** Recorded information **

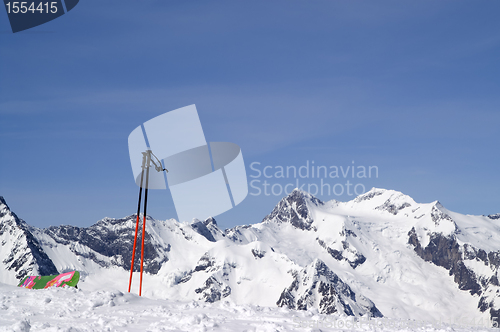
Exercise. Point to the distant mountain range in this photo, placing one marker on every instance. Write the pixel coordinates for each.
(381, 254)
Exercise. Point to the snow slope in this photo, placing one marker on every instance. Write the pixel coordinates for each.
(107, 309)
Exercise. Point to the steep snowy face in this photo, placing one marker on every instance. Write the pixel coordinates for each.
(467, 247)
(381, 253)
(316, 286)
(107, 243)
(20, 252)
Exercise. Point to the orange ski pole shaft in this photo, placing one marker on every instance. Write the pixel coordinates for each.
(136, 226)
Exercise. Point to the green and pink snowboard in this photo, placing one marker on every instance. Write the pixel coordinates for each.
(60, 280)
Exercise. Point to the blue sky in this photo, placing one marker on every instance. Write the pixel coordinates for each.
(408, 86)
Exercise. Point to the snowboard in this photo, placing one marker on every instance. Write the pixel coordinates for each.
(59, 280)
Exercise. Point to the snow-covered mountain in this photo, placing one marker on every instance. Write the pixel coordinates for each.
(381, 254)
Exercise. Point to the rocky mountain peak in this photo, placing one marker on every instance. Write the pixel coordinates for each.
(294, 209)
(316, 286)
(21, 253)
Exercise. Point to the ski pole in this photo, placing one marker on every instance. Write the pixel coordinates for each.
(144, 221)
(136, 224)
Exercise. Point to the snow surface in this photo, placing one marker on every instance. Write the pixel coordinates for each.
(412, 294)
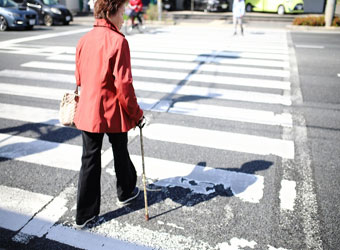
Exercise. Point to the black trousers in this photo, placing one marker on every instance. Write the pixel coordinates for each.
(88, 198)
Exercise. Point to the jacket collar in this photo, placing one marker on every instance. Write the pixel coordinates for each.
(106, 24)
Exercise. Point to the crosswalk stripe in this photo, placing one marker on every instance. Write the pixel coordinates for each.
(210, 59)
(181, 57)
(259, 83)
(201, 180)
(13, 213)
(220, 140)
(228, 113)
(216, 93)
(47, 217)
(225, 94)
(40, 152)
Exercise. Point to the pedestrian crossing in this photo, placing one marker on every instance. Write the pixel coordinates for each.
(226, 84)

** Task to carry out **
Only the pictures are to be dropped; all other material above must be repeated exactly.

** Worked solution **
Exercise. Point to the distant mountain range in this photo, placing one marker on every instance. Write the pixel coordinates for each.
(381, 254)
Exercise. Point to the snow slope in this photo, placing one marker on every instance. Write the pixel coordinates for each.
(107, 309)
Exercise. Point to the steep snowy face in this photo, placing one marker on every instance. Write the pixel coordinates for each.
(467, 247)
(381, 253)
(316, 286)
(107, 243)
(20, 252)
Exercise. Point to the orange ski pole shaft in this photo, placing one marker on every instance. Write the pixel coordinates for each.
(136, 226)
Exercise. Point to the green and pink snowboard in this photo, placing one marker on every instance. Write the pixel coordinates for each.
(60, 280)
Exercise. Point to the blue sky in this photo, placing one marker on every instance. Write the pixel coordinates for each.
(408, 86)
Exercise. Point to the snowboard in this photo, placing one marker on every instance. Write the pixel coordinates for each.
(59, 280)
Exercise. Point to the snow-covered mountain in this photo, placing one marker on every instance. Write the pixel coordinates for each.
(381, 254)
Exercise. Point to the rocky mountain peak in this photo, placing one marker on every instance. Write the pixel coordinates for each.
(294, 209)
(316, 286)
(21, 253)
Exercise. Point to the ski pole in this photo, placing one marker on every instance. Write the pixel coordinates for each.
(144, 221)
(136, 224)
Exercise. Point to the snow surface in this photo, placing one marker on every instance. Write the pixel coordinates for each.
(412, 294)
Exercise. Point to the black trousers in this photo, placing one marker on every instance. Write the pixel coordinates for each.
(88, 198)
Exercise. Point to the jacket collar in this photo, placing one marker on every instance. Write the pixel coordinates for each.
(106, 24)
Exercise. Point to the crosswalk stripe in this photo, placing one marker on every instance. Write the pixel coordinates for each.
(210, 59)
(181, 57)
(259, 83)
(201, 180)
(13, 213)
(220, 140)
(228, 113)
(216, 93)
(47, 217)
(225, 94)
(40, 152)
Exercise. Point to the pedestrian crossing in this photo, placing one marker on every instance. Write the pixel coordinates for each.
(226, 84)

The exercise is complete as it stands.